Смерть мила; это тайна.

Цинциннат дорого бы дал за эту тайну.

5

Цинциннат не сдается. Цинциннат ищет впотьмах простое и окончательное решение загадки своего неправдоподобного бытия. «Кое-что знаю, кое-что знаю, кое-что…» – с надеждой на разгон мысли повторяет он, и это тройное заклинание напоминает трижды повторенное другое («И другое, другое, другое») из глубоководного стихотворения Набокова «Слава» (написанного через несколько лет), где тоже говорится о тайне, ключ которой скрыт музыкальным тактом, как на пишущей машинке зачеркивают фразу херами. «Эта тайна та-та, та-та-та-та, та-та – а точнее сказать я не вправе». На предпоследней странице своего журнала Цинциннат наспех записывает: «Я обнаружил дырочку в жизни, – там, где она отломилась, где была спаяна некогда с чем-то другим, по настоящему живым, значительным и огромным…» (выделено мной). Эта дырочка, может быть, сходна по роду своему с той щелью в последнем романе Набокова «Посмотри на арлекинов!» (который еще имел домашнее название «Взгляни на маски»), из которой тянет запредельным холодком иного мира – тоже воображаемого, тоже созданного Набоковым специально для этого романа, – веет потусторонностью на страницы книги, прочный переплет которой, от корки до корки, и есть настоящая и вечная тюрьма Цинцинната.

Цинциннат пишет в самом конце, что достиг тупика «тутошней жизни», что «не в ее тесных пределах надо было искать спасения».[10] Но покуда душа Цинцинната не разстанется с теплым, родным коконом, ему нельзя знать, что нелепо воображать, будто он может быть смертен (а между тем читатель знает это с самого начала, даже если не обратил должного внимания на эпиграф). «А ведь он ошибается», говорит неизвестно кто неведомо кому в самом начале книги, когда Цинциннат проходит мимо них обоих во время одной из своих обморочных, ясновидящих прогулок. Он и впрямь ошибается, да и сам смутно чувствует свою ошибку, зачеркивая последнее слово в своем журнале, смерть, потому что оно определенно не то, что он хочет сказать. Несколько раньше он назвал «воображение» своим спасителем, причем сказал он это как-то механически, как бы по подсказке из суфлерского ящика, как бы повторяя за тем, кто знает наверное.

++++++++++

▶ **ОБЯЗАТЕЛЬНОЕ ЗАДАНИЕ 1**
Перечислите все названия произведений Набокова, которые приводятся в отрывке о Цинциннате, включая домашнее название одного из романов.

Данные, извлеченные из коллекции
++++++++++

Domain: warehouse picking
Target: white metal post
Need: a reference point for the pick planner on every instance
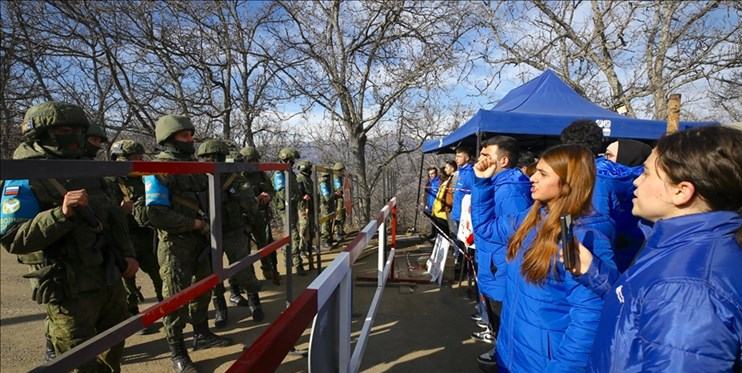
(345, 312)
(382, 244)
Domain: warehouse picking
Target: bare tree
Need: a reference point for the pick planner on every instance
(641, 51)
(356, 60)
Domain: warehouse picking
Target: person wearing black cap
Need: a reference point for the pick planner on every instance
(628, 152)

++++++++++

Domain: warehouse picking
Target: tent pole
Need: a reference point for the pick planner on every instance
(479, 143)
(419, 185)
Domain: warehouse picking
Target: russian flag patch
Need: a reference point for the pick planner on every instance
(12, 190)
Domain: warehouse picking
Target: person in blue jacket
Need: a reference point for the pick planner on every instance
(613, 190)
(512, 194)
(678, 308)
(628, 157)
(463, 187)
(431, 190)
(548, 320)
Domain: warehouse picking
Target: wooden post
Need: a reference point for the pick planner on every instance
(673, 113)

++++++++++

▶ **ОБЯЗАТЕЛЬНОЕ ЗАДАНИЕ 2**
Соберите все строки записей, в которых встречается слово «person».

▶ **ОТВЕТ К ЗАДАНИЮ 1**
«Слава», «Посмотри на арлекинов!», «Взгляни на маски».

▶ **ОТВЕТ К ЗАДАНИЮ 2**
Target: person wearing black cap
Target: person in blue jacket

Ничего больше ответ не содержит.